Selected excerpt:
>>>>

2. Turn everything inside out. Most of the bacteria, oils, and sweat compounds are concentrated on the inside of the garment — the side that was pressed against your skin. Turning clothes inside out exposes that side directly to water and detergent during the wash cycle.

3. Wash with cold water and less detergent than you think. Use about half the amount of detergent you normally would. More soap does not mean cleaner clothes. Excess detergent leaves residue in synthetic fabric that traps the exact compounds you're trying to remove. Cold water is better for workout clothes because hot water can set odors into synthetic fibers and break down the elastic over time.

Use a detergent that's free of toxic fragrances, dyes, and optical brighteners, which leave residue on fabric that traps odor-causing bacteria. Truly Free Home Laundry Wash skips all of those and cleans without adding new residue back into the fibers. For extra odor-fighting power, pre-treat problem areas with Truly Free Home Laundry Stain Spray, which uses bio-based enzymes to break down the protein-based compounds (sweat, skin oils, bacteria) that cause the smell.

4. Skip fabric softener. Fabric softener coats fibers with a waxy layer. On workout clothes, that coating seals in odor-causing bacteria and reduces the fabric's moisture-wicking ability.

5. Air dry. Hang gym clothes to dry or lay them flat. High dryer heat can bake residual odors into synthetic fibers, making them even harder to remove. Air drying also extends the life of the elastic in your workout gear.

Pro Tips to Get Sweat Smell Out of Workout Clothes

A few extra habits that make a noticeable difference:

  • Don't let sweaty clothes sit in a gym bag or hamper. The longer damp workout clothes sit balled up, the more bacteria multiplies. Hang them up to air out as soon as you get home, even if you're not washing them right away.
  • Wash workout clothes separately from regular laundry. Heavier items like towels and jeans can prevent gym clothes from agitating freely in the wash, which means less thorough cleaning.
  • Add baking soda to the wash. A half cup of baking soda added directly to the drum neutralizes odor compounds during the wash cycle. It works well alongside vinegar pre-soaking.
  • Don't overstuff the machine. Workout clothes need room to move so water and detergent can circulate through the fibers. A packed machine means less contact with the cleaning solution.
TFH Laundry Wash refill being poured into jug

How to Remove Smell from Gym Clothes Between Workouts

Sometimes you need to wear the same gear again before you have a chance to do a full wash. A few things that help:


  • Hang the clothes in a well-ventilated area immediately after your workout. Air circulation slows bacterial growth significantly compared to stuffing them in a closed bag.

<<<<

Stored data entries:
>>>>

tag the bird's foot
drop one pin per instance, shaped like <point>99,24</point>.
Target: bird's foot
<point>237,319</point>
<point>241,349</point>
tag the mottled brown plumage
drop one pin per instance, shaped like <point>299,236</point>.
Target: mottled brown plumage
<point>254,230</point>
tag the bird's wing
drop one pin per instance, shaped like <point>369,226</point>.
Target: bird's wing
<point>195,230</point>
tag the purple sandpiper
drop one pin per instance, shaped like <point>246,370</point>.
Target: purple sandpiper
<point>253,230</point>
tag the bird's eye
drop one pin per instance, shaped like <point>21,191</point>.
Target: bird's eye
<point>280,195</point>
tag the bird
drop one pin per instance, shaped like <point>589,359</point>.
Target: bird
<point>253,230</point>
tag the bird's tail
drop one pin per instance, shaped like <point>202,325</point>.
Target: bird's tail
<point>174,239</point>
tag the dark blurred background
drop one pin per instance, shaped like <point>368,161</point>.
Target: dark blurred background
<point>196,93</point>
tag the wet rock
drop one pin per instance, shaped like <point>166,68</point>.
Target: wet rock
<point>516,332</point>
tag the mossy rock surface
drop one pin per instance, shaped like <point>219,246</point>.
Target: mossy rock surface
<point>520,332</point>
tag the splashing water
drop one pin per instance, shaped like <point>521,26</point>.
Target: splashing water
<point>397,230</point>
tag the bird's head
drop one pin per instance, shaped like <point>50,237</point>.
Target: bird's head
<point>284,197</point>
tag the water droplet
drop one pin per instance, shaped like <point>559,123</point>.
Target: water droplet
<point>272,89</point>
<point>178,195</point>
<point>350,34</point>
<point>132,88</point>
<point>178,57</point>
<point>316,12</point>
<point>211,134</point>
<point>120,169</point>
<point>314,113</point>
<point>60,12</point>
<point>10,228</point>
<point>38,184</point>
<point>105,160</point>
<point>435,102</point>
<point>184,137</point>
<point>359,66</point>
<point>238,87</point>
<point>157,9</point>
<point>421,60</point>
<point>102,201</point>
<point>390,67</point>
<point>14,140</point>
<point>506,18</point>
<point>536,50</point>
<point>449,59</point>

<<<<

Instructions for the task:
Transcribe everything in the laundry text from "How to Remove" down to "a closed bag.". Rely on the laundry text alone.

Exercise response:
How to Remove Smell from Gym Clothes Between Workouts

Sometimes you need to wear the same gear again before you have a chance to do a full wash. A few things that help:


  • Hang the clothes in a well-ventilated area immediately after your workout. Air circulation slows bacterial growth significantly compared to stuffing them in a closed bag.